» QUESTIONS ON THE MATERIAL:
**1.** Using the reflection on fear below, decide whether each statement agrees with it. Answer yes or no for each, and quote the words from the text that settle it.
(a) When the writer first came to A.A., the writer believed anger was their main emotion.
(b) The writer's family expected a man to show his fear openly.
(c) The writer says that much negative emotion remains while working toward a solution.
**2.** Translate this sentence from the reflection on fear below into Spanish: "I had heard and later went with the idea there are only two emotions, love and fear."

» EXTRACTED TEXT:
§ §
418 Day 18 of a 40-Day Practice



MY MISSION STATEMENT - I am devoted, dedicated, committed to experiencing Your Presence, Father consciously, consistently within me and everywhere present. I want to know, to realize, to live for Your Will for me, empowered by Your loving grace. My mission in now clear, I need, I want to share all I am given with whomever You Will, Father. I look to You as my only Source to provide me with everyone and everything it takes to carry out the Mission You gave me. Thank You.


When I first came to the door of A.A. I believed that I experienced primarily one emotion that was anger. About six months in the Program and sober I was going to all the meetings I could. I hung out with a group of A.A. workers that loved this way of life. I was hearing more about solutions than the disease. I had a realization that my anger was a Siamese twin of fear, which cleared up a big area for me. My family believed that no "man" should ever show fear, so I stuffed my fear, which turned quickly to anger and maybe resentment.

I had heard and later went with the idea there are only two emotions, love and fear.

Then I read that my great Hero had said that we are to love our enemies, the question is how am I to love my enemies if they are some form of fear? Then I remember how to change the nature of fears. When I turn and face a fear it will change its nature, it will be one of two things. It will be a real problem that calls for a solution or acceptance. Or it is just another one of my illusions. When I am working toward or seeking a solution there is little negative emotion left to deal with. However, if it is another of my illusions I am likely to charge it with negative energy. Today as soon as a fear presents its self, I embrace it (an expression of love) and ask it to reveal what it is. Next, I take whatever steps needed to surrender it to our Boss.

As I opened to my deepest loving emotions I awaken then I put into practice the Six Loves. I am learning that I am able to practice, to share at least one of these loves most of the time and when I do I am open to love, for love, by love. (See the Workshop on Six Loves)


What have been your most fulfilling emotions?

What has been your most fearful emotion to deal with?
§ §
» LISTED ENTRIES:
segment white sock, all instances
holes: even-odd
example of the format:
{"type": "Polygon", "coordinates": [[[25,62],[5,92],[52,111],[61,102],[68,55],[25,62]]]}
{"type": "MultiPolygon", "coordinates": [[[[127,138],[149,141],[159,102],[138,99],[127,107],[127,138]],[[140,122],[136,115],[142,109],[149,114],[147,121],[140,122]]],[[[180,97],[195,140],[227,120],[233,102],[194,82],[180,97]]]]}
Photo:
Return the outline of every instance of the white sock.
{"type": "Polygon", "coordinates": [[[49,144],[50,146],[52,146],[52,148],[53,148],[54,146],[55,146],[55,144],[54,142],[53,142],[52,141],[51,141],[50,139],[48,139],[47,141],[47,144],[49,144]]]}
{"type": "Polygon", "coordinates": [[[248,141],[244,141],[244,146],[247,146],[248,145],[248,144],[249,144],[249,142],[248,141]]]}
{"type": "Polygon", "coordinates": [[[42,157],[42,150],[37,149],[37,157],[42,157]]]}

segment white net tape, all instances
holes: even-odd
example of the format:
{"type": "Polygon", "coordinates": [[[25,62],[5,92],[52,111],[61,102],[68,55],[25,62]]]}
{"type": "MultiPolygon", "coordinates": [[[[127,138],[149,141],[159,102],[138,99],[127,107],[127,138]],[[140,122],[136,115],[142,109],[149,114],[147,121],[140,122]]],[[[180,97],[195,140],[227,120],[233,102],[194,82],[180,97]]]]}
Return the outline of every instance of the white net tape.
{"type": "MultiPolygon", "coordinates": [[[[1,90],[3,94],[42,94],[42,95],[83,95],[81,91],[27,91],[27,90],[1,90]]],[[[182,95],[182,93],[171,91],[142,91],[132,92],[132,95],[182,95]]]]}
§ §
» ANSWERS IN ORDER:
**1.**
(a) Yes: "When I first came to the door of A.A. I believed that I experienced primarily one emotion that was anger."
(b) No: "My family believed that no "man" should ever show fear"
(c) No: "When I am working toward or seeking a solution there is little negative emotion left to deal with."

**2.** Había oído, y más tarde adopté, la idea de que solo hay dos emociones: el amor y el miedo.